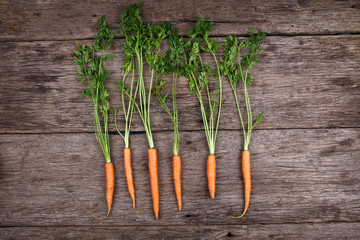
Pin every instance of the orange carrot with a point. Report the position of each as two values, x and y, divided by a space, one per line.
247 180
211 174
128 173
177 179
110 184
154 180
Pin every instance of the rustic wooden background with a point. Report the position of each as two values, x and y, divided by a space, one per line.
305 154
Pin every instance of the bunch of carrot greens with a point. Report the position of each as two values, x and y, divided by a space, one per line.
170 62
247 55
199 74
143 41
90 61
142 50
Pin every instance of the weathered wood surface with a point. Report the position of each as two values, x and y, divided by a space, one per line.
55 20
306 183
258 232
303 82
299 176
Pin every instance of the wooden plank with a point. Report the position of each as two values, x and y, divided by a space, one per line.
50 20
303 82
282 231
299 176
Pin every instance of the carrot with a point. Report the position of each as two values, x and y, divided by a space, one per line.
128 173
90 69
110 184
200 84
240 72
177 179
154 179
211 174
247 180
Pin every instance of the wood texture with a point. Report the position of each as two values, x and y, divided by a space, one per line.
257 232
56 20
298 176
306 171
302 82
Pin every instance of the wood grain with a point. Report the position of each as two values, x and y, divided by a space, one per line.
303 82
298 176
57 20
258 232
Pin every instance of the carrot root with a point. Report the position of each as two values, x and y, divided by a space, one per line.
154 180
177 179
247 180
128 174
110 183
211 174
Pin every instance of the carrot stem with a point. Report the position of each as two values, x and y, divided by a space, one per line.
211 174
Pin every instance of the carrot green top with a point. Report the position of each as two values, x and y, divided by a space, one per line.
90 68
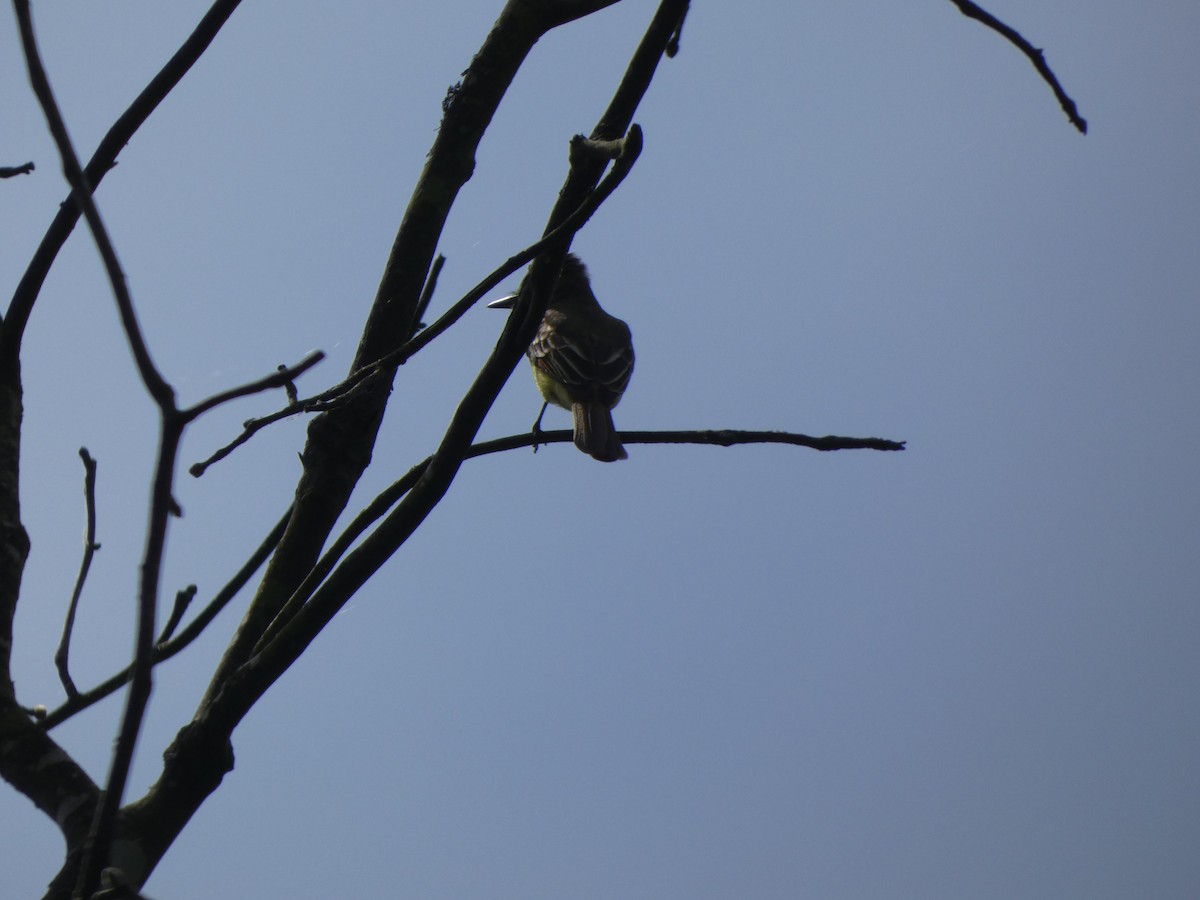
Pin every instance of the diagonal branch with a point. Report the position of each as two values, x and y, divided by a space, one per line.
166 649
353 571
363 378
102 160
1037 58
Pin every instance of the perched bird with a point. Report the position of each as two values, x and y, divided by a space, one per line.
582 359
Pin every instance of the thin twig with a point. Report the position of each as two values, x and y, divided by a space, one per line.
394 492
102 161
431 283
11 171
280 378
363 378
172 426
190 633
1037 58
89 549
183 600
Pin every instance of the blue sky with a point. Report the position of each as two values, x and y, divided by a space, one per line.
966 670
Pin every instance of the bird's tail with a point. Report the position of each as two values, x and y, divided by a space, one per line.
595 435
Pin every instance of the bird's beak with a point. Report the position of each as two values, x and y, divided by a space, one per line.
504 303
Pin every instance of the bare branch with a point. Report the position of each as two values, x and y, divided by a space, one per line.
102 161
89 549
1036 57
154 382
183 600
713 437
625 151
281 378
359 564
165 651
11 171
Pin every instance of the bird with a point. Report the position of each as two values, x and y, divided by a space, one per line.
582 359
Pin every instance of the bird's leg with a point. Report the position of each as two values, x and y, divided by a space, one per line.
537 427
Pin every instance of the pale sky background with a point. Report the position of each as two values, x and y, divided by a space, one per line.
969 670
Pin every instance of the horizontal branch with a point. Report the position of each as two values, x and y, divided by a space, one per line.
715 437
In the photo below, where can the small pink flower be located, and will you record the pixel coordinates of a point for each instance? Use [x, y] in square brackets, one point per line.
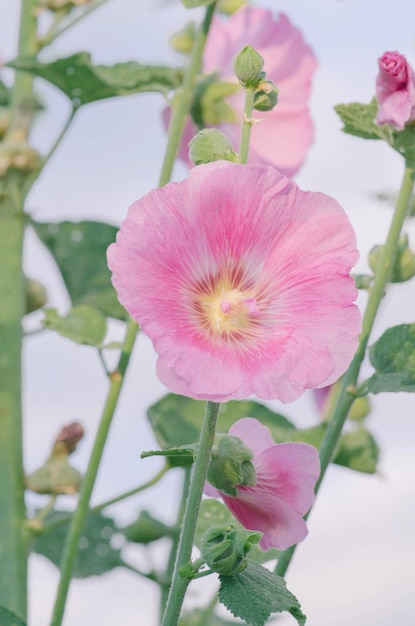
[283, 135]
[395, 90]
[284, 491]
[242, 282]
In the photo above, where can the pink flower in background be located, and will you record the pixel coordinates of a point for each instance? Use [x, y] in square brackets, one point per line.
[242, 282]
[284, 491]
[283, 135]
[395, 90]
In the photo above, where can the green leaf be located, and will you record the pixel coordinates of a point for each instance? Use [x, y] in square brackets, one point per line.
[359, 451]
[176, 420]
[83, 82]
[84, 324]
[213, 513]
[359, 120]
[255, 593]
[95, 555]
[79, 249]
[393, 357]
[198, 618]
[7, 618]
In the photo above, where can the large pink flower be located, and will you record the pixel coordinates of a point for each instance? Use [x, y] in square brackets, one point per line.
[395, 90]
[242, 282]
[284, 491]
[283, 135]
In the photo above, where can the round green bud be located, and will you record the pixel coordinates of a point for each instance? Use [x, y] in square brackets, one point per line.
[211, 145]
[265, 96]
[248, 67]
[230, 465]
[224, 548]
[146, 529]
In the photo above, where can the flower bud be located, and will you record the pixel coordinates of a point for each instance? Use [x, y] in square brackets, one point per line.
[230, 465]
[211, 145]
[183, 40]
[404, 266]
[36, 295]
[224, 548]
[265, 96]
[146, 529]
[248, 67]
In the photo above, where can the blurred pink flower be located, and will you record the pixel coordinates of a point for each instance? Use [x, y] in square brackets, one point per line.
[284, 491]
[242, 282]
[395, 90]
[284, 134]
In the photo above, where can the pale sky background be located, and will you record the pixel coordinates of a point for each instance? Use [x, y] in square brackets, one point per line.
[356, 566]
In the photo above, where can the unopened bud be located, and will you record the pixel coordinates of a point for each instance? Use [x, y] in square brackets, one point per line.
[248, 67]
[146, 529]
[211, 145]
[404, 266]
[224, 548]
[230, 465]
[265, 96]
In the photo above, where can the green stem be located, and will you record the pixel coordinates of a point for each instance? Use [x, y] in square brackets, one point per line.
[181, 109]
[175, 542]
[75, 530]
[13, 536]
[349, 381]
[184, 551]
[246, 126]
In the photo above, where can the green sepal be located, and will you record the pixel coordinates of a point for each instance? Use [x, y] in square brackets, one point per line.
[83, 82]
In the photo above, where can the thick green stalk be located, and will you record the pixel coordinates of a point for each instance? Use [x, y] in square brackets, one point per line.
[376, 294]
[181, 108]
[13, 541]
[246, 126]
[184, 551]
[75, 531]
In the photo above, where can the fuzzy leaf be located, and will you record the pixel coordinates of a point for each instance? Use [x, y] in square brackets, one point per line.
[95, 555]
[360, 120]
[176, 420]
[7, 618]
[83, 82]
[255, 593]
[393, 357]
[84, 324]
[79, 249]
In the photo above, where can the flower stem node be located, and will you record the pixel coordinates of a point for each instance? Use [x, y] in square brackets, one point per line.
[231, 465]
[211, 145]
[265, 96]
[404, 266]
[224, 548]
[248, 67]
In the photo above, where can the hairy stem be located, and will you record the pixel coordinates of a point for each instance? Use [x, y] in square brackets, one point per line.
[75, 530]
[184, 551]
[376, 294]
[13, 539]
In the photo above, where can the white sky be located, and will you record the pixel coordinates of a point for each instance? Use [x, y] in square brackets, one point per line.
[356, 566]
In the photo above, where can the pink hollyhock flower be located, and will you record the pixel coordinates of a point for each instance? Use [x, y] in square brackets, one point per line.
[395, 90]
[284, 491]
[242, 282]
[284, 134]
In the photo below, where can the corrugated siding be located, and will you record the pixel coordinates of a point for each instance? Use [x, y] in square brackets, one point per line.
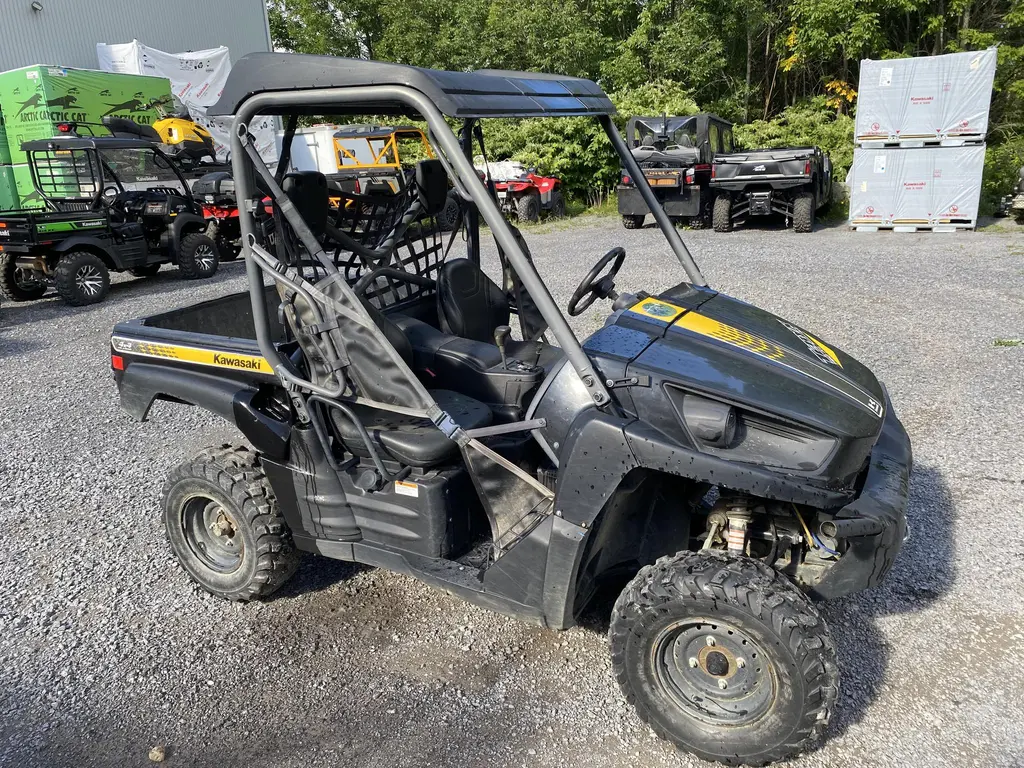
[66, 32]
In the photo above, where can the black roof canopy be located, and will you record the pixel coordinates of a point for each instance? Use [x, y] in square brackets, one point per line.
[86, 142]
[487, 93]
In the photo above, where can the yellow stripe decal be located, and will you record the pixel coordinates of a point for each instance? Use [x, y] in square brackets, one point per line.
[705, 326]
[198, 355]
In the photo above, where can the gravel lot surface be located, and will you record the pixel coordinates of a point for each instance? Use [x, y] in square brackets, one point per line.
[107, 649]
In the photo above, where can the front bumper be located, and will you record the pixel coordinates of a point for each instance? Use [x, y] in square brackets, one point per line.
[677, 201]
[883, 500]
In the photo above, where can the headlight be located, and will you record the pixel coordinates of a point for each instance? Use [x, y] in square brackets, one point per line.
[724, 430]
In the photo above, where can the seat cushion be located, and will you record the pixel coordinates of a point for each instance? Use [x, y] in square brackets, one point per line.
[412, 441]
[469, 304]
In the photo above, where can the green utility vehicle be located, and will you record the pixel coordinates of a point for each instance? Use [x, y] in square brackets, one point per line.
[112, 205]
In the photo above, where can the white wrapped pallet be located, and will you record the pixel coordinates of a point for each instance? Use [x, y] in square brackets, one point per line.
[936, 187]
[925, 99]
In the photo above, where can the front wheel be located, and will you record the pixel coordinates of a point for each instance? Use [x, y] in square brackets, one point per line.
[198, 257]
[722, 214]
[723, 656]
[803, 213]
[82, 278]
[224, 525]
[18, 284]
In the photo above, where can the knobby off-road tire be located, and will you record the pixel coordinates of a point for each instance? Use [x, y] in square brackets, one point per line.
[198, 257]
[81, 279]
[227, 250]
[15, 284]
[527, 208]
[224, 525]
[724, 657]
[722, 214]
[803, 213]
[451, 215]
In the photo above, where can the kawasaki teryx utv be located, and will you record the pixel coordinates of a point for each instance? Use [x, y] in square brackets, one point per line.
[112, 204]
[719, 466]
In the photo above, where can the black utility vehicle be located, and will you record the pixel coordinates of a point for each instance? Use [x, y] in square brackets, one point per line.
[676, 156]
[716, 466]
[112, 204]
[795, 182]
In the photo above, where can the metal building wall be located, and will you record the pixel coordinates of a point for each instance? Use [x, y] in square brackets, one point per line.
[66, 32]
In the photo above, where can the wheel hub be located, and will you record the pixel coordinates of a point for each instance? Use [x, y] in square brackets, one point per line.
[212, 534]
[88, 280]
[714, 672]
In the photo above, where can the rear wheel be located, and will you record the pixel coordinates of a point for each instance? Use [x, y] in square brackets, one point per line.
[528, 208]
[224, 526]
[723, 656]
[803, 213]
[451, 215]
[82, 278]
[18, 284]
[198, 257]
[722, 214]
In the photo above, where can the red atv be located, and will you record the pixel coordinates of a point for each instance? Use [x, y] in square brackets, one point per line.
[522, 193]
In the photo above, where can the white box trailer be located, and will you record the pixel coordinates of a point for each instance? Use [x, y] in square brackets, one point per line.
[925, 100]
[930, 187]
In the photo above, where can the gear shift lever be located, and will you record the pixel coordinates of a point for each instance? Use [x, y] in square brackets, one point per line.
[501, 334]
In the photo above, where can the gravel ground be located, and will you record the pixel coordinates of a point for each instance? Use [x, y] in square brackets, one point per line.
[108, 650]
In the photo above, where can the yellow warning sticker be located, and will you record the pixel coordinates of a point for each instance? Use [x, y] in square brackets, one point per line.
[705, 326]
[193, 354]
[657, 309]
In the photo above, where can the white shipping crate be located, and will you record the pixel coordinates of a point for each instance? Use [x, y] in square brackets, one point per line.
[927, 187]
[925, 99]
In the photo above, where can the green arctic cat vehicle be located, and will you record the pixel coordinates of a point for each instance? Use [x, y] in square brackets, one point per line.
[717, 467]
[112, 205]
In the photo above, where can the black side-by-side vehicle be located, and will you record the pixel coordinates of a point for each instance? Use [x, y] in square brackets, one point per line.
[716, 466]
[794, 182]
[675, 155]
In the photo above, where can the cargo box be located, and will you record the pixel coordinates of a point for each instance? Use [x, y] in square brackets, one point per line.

*****

> What is asked
The answer consists only of the lines from the one containing "In the photo above, where can the yellow warning" to the end of the records, each written out exactly.

> Answer to this task
In the photo above, where can the yellow warning sticker be located, and will you record the pixel coordinates of a point for each instance? Use [x, y] in square brackets, one point per line.
[705, 326]
[193, 354]
[657, 309]
In the photo above, where can the white shipping crate be located, and will you record the pixel coordinates of a point for each instance? Use [x, y] in square brackets, one point per line.
[927, 187]
[925, 99]
In the photo above, where can the green arctic cat vehicle be located, and will you record the pixel coordinates of a point for each instance? Use [x, y] in square brackets, one point per line.
[717, 467]
[112, 205]
In the photo above, where can the black side-by-side vehicle be located, and will you record the pixel coordinates of a point for each instance? Use [x, y] in square brackets, one point per line.
[716, 466]
[794, 182]
[675, 155]
In the photo above, where can the cargo box be located, and will you record the pixel coordinates of a point for each instance? Use [x, y] in square brackets, one point per line.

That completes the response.